**本文抜粋:**
息子さんが誕生して112日後に、最愛の妻を亡くしたフリーアナウンサーの清水健さん。今も「正解がわからない」という闘病の日々と、家族3人の思い出を話してくださいました。(全2回中の1回)
妊婦検診で念のために受けた検査で乳がんが見つかった
── はじめに、お二人が出会われたきっかけを教えてください。
清水さん:妻と出会ったのは、読売テレビ『かんさい情報ネットten.』という夕方の報道番組にキャスターとして出演していたころです。キャスターとしての責任感、プレッシャー、時には周りが見えなくなってしまうほど毎日、必死だった僕を、妻はスタイリストとして支えてくれました。約2年の交際を経て、2013年5月に結婚。結婚生活は、2015年2月、妻が乳がんで、僕たちの隣からいなくなってしまうまでの1年9か月でした。
── 病気がわかったのはいつごろですか。
清水さん:結婚して1年がたったころです。妊婦検診で、胸にしこりがあることを妻が産婦人科の先生に相談したとき、念のために検査を勧められたんです。妻は当時28歳。乳がんかもしれないなんて、正直まったく想像なんてしていなかったです。

**練習問題:**
**A)** 清水健さんのインタビューについて、次の問いに答える。
(i) 妻はどのような立場で清水さんを支えていたか。
(ii) 二人が結婚したのはいつか。
(iii) 病気がわかったとき、妻は何歳だったか。
**B)** 清水健さんのインタビューで、妻が検査を受けることになった理由を一〜三文で説明する。
**C)** 清水健さんのインタビューの続きを、最後の発言の後から書いてください。
この後に続く行は参照しなくてよい。

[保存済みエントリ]
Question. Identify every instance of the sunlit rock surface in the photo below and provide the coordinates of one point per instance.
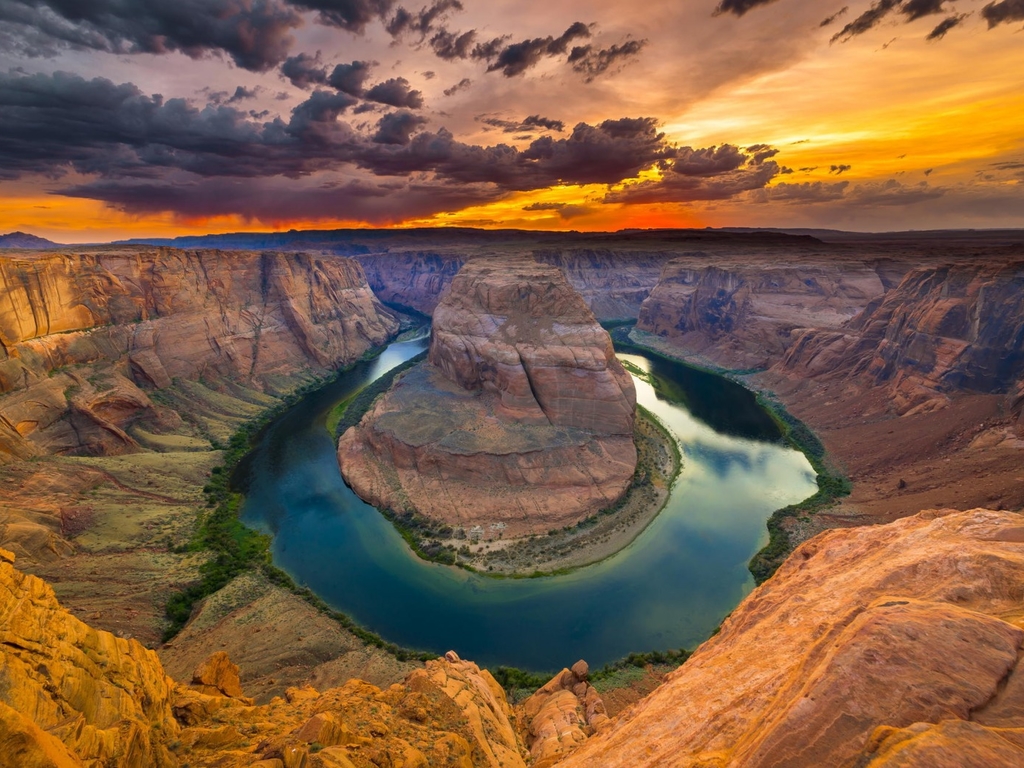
(863, 638)
(520, 422)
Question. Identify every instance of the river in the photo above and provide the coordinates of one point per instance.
(669, 589)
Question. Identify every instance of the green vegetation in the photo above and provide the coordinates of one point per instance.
(832, 486)
(235, 549)
(519, 684)
(350, 412)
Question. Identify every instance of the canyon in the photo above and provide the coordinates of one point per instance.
(125, 369)
(519, 422)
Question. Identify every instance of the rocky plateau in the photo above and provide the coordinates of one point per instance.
(519, 422)
(890, 637)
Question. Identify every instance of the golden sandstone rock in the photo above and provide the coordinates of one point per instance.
(520, 422)
(861, 634)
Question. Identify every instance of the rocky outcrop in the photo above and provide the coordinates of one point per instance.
(613, 283)
(71, 694)
(84, 337)
(884, 645)
(943, 330)
(741, 312)
(561, 715)
(520, 422)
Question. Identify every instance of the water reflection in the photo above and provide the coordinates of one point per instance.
(669, 589)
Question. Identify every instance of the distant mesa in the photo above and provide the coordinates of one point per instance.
(24, 240)
(519, 422)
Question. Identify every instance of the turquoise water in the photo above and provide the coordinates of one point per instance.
(669, 589)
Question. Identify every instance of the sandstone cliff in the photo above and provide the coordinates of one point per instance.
(887, 645)
(74, 696)
(520, 422)
(85, 337)
(613, 283)
(740, 312)
(943, 330)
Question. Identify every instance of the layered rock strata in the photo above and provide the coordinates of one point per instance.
(742, 312)
(942, 330)
(85, 338)
(890, 645)
(73, 696)
(521, 420)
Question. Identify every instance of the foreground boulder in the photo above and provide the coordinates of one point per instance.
(520, 422)
(882, 646)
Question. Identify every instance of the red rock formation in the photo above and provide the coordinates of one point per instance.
(521, 421)
(136, 320)
(942, 330)
(741, 311)
(861, 633)
(561, 715)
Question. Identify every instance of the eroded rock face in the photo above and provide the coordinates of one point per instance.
(520, 422)
(71, 693)
(942, 330)
(861, 634)
(741, 311)
(84, 337)
(520, 331)
(561, 715)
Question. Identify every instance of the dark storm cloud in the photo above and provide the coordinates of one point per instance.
(461, 85)
(593, 61)
(1008, 10)
(53, 124)
(739, 7)
(453, 45)
(944, 26)
(255, 35)
(526, 124)
(347, 14)
(835, 16)
(421, 23)
(395, 92)
(916, 8)
(397, 127)
(892, 193)
(712, 173)
(350, 78)
(603, 154)
(515, 58)
(304, 71)
(866, 20)
(282, 200)
(909, 9)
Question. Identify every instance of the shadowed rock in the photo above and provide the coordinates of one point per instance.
(520, 422)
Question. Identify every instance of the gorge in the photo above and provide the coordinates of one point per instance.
(902, 354)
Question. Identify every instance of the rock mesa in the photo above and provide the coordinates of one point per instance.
(521, 420)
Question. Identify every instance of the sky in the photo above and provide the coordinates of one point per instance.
(157, 118)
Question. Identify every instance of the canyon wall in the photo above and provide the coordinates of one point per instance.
(72, 696)
(945, 329)
(612, 283)
(520, 422)
(893, 645)
(85, 338)
(741, 312)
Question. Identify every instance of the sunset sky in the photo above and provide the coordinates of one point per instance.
(131, 118)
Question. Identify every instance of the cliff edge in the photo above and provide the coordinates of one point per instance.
(520, 422)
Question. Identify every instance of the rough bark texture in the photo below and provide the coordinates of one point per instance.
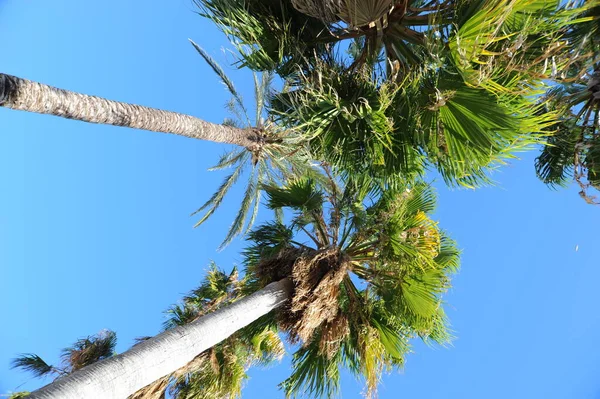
(25, 95)
(124, 374)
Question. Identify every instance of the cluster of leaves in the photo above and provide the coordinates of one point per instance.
(216, 373)
(220, 371)
(367, 280)
(453, 85)
(573, 152)
(83, 352)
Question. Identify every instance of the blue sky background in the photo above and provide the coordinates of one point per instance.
(95, 229)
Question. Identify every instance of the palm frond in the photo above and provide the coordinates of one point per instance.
(223, 77)
(32, 363)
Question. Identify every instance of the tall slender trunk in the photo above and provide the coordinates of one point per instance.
(124, 374)
(25, 95)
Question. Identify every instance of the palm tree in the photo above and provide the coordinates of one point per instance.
(281, 159)
(573, 151)
(220, 371)
(124, 374)
(25, 95)
(270, 152)
(83, 352)
(368, 270)
(452, 85)
(355, 275)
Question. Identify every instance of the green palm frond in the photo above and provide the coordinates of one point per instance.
(32, 363)
(388, 242)
(280, 158)
(218, 372)
(224, 78)
(89, 350)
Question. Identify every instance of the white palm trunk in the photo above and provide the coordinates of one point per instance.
(25, 95)
(124, 374)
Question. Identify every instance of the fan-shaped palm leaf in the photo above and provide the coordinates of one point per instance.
(391, 245)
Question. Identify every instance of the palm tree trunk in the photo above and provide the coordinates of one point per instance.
(124, 374)
(25, 95)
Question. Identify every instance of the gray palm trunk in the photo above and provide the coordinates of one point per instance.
(25, 95)
(122, 375)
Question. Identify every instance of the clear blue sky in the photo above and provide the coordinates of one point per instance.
(95, 229)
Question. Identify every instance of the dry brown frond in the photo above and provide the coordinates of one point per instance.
(156, 390)
(333, 333)
(280, 266)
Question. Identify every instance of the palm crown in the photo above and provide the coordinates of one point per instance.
(453, 84)
(220, 371)
(367, 279)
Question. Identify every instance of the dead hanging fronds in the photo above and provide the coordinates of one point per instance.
(279, 266)
(158, 388)
(333, 333)
(314, 303)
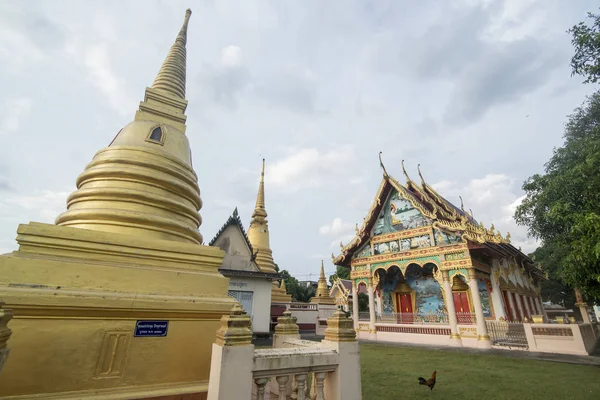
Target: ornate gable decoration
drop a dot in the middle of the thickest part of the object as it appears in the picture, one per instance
(421, 206)
(235, 220)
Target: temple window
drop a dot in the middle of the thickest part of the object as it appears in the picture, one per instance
(156, 136)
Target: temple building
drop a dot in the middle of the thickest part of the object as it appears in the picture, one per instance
(322, 295)
(258, 234)
(248, 284)
(432, 272)
(119, 298)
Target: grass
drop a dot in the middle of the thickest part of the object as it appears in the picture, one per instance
(391, 373)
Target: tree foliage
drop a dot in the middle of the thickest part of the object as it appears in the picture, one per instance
(340, 272)
(562, 206)
(292, 287)
(586, 40)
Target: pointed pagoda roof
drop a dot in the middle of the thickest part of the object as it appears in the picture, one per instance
(233, 220)
(443, 214)
(143, 183)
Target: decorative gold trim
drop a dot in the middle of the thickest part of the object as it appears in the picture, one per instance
(163, 135)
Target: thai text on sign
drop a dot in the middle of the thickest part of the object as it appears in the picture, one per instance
(151, 328)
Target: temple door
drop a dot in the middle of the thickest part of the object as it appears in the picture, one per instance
(406, 310)
(509, 312)
(463, 310)
(517, 311)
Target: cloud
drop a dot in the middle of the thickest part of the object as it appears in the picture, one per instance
(96, 59)
(309, 167)
(13, 112)
(337, 227)
(493, 200)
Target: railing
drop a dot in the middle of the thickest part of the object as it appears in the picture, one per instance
(466, 318)
(413, 318)
(273, 376)
(507, 334)
(304, 306)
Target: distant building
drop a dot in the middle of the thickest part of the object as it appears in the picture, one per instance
(248, 283)
(308, 283)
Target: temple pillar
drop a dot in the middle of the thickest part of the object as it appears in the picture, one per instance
(519, 305)
(454, 334)
(527, 308)
(582, 307)
(483, 339)
(370, 290)
(355, 305)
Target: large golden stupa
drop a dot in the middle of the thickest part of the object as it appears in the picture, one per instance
(119, 299)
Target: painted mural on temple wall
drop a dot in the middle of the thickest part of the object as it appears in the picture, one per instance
(397, 215)
(484, 294)
(364, 252)
(395, 246)
(429, 299)
(443, 238)
(388, 282)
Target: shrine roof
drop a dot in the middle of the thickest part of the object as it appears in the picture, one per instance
(234, 219)
(442, 213)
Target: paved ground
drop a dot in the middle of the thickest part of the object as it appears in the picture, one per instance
(571, 359)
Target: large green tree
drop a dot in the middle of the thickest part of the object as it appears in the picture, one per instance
(562, 206)
(340, 272)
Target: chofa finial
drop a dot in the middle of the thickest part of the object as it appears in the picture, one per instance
(381, 164)
(404, 172)
(420, 175)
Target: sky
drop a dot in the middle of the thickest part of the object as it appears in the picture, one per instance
(476, 92)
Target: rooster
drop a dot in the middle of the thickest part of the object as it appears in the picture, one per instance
(430, 382)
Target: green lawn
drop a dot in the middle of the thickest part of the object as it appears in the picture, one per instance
(392, 372)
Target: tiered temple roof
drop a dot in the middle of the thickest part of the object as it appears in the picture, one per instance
(443, 214)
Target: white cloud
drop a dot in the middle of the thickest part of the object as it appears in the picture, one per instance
(493, 200)
(337, 227)
(309, 167)
(96, 58)
(231, 56)
(13, 112)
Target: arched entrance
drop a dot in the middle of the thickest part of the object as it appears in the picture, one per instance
(462, 300)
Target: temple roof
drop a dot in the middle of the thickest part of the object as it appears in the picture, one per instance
(444, 215)
(234, 219)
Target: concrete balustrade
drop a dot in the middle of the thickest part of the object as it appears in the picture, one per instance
(331, 367)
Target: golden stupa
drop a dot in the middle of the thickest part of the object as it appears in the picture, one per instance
(119, 299)
(322, 295)
(258, 234)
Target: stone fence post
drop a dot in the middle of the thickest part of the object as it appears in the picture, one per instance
(232, 358)
(344, 383)
(285, 329)
(5, 332)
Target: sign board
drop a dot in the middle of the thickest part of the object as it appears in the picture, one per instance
(360, 274)
(151, 328)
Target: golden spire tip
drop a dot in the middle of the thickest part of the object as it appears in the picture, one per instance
(381, 164)
(404, 171)
(420, 175)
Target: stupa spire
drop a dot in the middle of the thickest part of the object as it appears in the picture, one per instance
(143, 183)
(322, 295)
(259, 210)
(171, 77)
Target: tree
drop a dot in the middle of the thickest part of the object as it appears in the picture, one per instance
(586, 40)
(562, 206)
(340, 272)
(553, 288)
(304, 293)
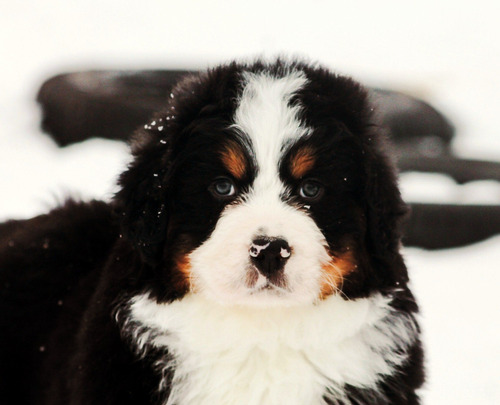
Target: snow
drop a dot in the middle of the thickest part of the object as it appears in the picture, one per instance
(447, 52)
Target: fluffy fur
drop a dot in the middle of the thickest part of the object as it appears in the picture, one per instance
(251, 257)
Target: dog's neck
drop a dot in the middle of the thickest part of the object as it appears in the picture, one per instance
(294, 355)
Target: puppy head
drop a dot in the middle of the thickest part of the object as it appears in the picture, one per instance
(264, 185)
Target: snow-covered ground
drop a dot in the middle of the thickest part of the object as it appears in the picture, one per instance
(445, 51)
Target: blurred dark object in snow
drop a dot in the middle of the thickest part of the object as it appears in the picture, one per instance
(416, 128)
(104, 104)
(113, 103)
(443, 226)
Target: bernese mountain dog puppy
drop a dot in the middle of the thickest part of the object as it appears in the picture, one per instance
(251, 256)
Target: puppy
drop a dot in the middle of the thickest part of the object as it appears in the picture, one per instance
(250, 257)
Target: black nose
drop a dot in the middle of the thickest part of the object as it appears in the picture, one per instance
(269, 255)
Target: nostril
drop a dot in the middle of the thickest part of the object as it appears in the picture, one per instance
(269, 255)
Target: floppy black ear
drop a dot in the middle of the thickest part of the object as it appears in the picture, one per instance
(142, 203)
(385, 211)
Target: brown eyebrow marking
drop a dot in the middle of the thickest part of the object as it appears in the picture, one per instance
(302, 161)
(234, 159)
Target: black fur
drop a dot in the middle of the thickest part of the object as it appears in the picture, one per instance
(64, 276)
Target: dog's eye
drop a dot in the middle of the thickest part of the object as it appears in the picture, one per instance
(310, 190)
(223, 187)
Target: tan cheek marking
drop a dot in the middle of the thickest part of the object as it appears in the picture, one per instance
(234, 160)
(302, 162)
(334, 272)
(185, 276)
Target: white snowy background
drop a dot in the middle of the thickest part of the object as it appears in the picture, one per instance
(447, 52)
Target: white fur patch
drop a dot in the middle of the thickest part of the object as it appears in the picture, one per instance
(233, 355)
(221, 266)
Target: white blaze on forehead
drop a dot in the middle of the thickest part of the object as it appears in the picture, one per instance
(265, 115)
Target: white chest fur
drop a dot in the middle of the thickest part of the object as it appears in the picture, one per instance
(238, 355)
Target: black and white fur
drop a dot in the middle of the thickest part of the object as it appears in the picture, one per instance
(251, 257)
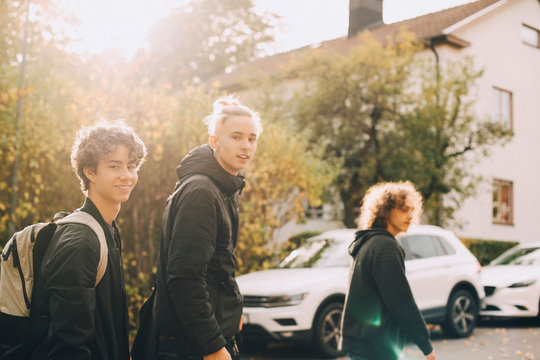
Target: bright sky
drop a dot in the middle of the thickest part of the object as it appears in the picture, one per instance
(124, 24)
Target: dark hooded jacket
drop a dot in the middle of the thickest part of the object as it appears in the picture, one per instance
(86, 321)
(380, 311)
(199, 305)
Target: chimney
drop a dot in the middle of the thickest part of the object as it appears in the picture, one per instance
(363, 15)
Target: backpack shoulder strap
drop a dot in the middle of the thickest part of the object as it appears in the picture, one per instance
(81, 217)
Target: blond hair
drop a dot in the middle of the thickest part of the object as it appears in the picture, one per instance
(381, 198)
(227, 106)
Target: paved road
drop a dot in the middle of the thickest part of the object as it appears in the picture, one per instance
(492, 340)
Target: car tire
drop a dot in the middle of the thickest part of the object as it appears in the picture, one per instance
(326, 330)
(461, 314)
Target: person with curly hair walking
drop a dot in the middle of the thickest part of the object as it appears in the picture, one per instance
(380, 312)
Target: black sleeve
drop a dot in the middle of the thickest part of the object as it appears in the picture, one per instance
(192, 245)
(392, 283)
(70, 267)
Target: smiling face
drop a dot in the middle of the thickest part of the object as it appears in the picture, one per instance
(234, 143)
(400, 219)
(113, 179)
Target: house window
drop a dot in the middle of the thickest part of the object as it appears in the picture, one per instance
(503, 211)
(530, 35)
(502, 108)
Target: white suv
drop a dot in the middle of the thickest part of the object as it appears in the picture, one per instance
(302, 299)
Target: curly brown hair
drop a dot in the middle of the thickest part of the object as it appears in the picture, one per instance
(92, 143)
(381, 198)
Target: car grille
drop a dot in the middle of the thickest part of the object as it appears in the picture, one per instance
(255, 301)
(489, 290)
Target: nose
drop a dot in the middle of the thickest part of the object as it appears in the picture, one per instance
(127, 173)
(245, 144)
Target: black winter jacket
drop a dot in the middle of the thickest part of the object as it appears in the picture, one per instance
(380, 311)
(86, 322)
(199, 305)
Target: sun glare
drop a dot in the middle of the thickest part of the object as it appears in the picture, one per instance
(121, 25)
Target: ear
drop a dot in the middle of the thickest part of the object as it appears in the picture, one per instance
(212, 141)
(89, 173)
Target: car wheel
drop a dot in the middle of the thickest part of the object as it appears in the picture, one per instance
(461, 314)
(326, 330)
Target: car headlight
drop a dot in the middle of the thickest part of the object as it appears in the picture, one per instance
(284, 300)
(523, 283)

**解答例:**
**A)**
(i) スタイリストとして支えていた。
(ii) 2013年5月。
(iii) 28歳。

**B)** 妊婦検診で、胸にしこりがあることを妻が産婦人科の先生に相談した。そのとき、念のために検査を勧められたからである。

**C)**
検査の結果は、乳がん。治療方法も限られる「トリプルネガティブ」だとわかりました。調べてみると、予後も決して良いわけではないタイプの乳がん。僕は、自分自身にいまの状況を納得させたいために、時間を見つけては、名医と言われる先生にも会いに日本全国を飛び回りました。いま思うと、新しい病院へ行くたびに検査を受けなきゃいけない妻は大変だったと思います。でも、妻は何も言わずに着いてきてくれ、逆に僕に「大丈夫だよ」と声をかけてくれていました。
── 出産は無事に?
清水さん:2014年10月に、帝王切開で元気な男の子が産まれてきてくれました。その1週間後、妻が腰の痛みを訴えました。出産前に、皮下乳腺全摘手術を受けていましたが、MRIとCT検査の結果、肝転移、骨転移、骨髄転移が見つかり、「余命1か月」と宣告されました。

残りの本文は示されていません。